-- Start Excerpt --

The Parties' positions

Firm A's demand

  1. Firm A contends that once Solicitor A joins Firm B, there will exist the possibility that the information she obtained about the two matters will be used to its clients’ detriment (even unintentionally). That, it says, creates a conflict that requires Firm B to withdraw from the proceedings.

Firm B's response

  1. Firm B does not believe there is any information, confidential or otherwise, that Solicitor A would possess that could give rise to a conflict in the Client A/Client B matter. That matter relates to a notice of charge issued by Client A against Firm B’s client pursuant to the Subcontractors’ Charges Act 1974 (Qld). To date, Firm B’s client has not filed a defence on the basis that it has sought to minimise ongoing losses to subcontractors because there are no funds available to which any subcontractors’ notice of claim can attach. Firm B considers it is unlikely that any of the court proceedings will proceed. 
  2. With respect to the Client C/Client D matter, Firm B notes that it is being handled by a partner in Firm A’s Brisbane office, where Solicitor A does not work. Nor has Solicitor A in any way been responsible for the day to day conduct of the matter. Noting that Firm A says that Solicitor A has been privy to discussions concerning the matter at general staff meetings, Firm B concedes that there is potential (albeit limited) for conflict if the content of those discussions were shared with relevant producers at Firm B.
  3. Firm B proposes that the provision of undertakings, together with its internal ability to create a digital information barrier, should be sufficient to satisfy Firm A’s two relevant clients that no confidential information relating to either of the matters will come to the knowledge of Firm B staff working on them.
  4. The terms of two undertakings proposed to be given in the Client C/Client D matter were submitted to Firm A. One was to be given by Solicitor A, and the other, by Solicitor B (the Firm B Senior Associate with the conduct of the Client D matter). 
  5. In summary, Solicitor A’s proposed undertaking is that she will:
    1. not communicate with Client D or any of his agents, employees or representatives;
    2. not disclose any confidential information to any Firm B employee, Client D or any person engaged by him or Firm B to provide services in respect of the proceedings;
    3. not engage with, communicate with, or otherwise deal with, any member of Firm B with respect to the proceedings;
    4. not engage with, communicate with, or otherwise deal with, any person engaged by Client D or Firm B to provide services in connection with the proceedings; and
    5. report any breach by her of the undertakings, whether intentional or otherwise, to the Firm B’s Compliance Officer immediately upon becoming aware of such breach.
  6. Solicitor B’s proposed undertaking provides that:
    1. she will not engage with, communicate with, or otherwise deal with, the “Screened Person” (Solicitor A) with respect to the proceedings;
    2. she will not seek, or deliberately receive, any confidential information from Solicitor A;
    3. she will report to the Firm B Compliance Officer if she becomes aware that she has breached either or both of the above undertakings or in any other way received confidential information from Solicitor A; and
    4. should she receive confidential information from Solicitor A, whether intentionally or not, she will not act further in the proceedings and will give undertakings to the court in the same form as those given by Solicitor A.

-- End Excerpt --
-- Start Records shown --

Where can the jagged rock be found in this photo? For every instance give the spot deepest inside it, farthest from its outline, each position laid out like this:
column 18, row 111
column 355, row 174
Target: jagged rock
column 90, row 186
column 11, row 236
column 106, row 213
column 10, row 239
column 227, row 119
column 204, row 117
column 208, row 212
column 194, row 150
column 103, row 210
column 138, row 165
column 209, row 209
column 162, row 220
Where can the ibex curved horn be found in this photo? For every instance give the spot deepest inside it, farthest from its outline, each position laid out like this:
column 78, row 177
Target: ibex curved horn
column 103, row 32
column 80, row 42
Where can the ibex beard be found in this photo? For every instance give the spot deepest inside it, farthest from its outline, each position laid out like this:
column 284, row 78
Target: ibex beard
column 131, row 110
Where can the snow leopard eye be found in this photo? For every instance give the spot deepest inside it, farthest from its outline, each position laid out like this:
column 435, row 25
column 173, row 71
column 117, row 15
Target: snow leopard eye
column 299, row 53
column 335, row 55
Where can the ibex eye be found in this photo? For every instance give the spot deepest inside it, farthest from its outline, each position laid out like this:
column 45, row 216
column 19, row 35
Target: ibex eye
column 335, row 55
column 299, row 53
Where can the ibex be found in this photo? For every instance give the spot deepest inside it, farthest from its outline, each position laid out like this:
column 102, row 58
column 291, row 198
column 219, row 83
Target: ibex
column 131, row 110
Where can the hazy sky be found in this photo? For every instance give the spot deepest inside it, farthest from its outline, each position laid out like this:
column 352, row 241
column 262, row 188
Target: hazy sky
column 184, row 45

-- End Records shown --
-- Start Records shown --

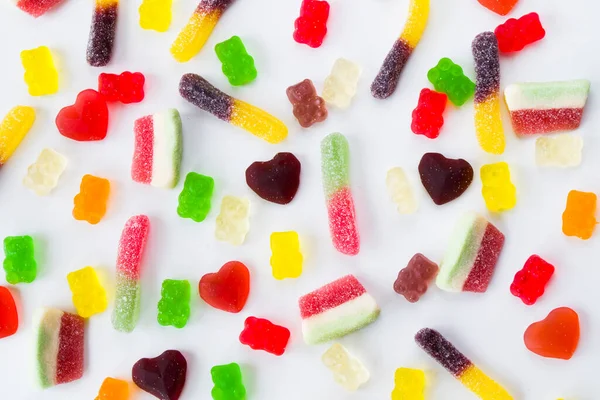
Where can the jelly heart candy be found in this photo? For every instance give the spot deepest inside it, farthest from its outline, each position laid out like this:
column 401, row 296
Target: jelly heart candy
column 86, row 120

-- End Records shown --

**Task requirements:**
A. Write out the excerpt from "The Parties' positions" to "from the proceedings.", switching "detriment" to "disadvantage".
B. Name every client the excerpt identifies by a letter label.
The records come from a separate source, unrelated to the excerpt.

**Answers for the tasks:**
A.
The Parties' positions

Firm A's demand

  1. Firm A contends that once Solicitor A joins Firm B, there will exist the possibility that the information she obtained about the two matters will be used to its clients’ disadvantage (even unintentionally). That, it says, creates a conflict that requires Firm B to withdraw from the proceedings.

B. Client A, Client B, Client C, Client D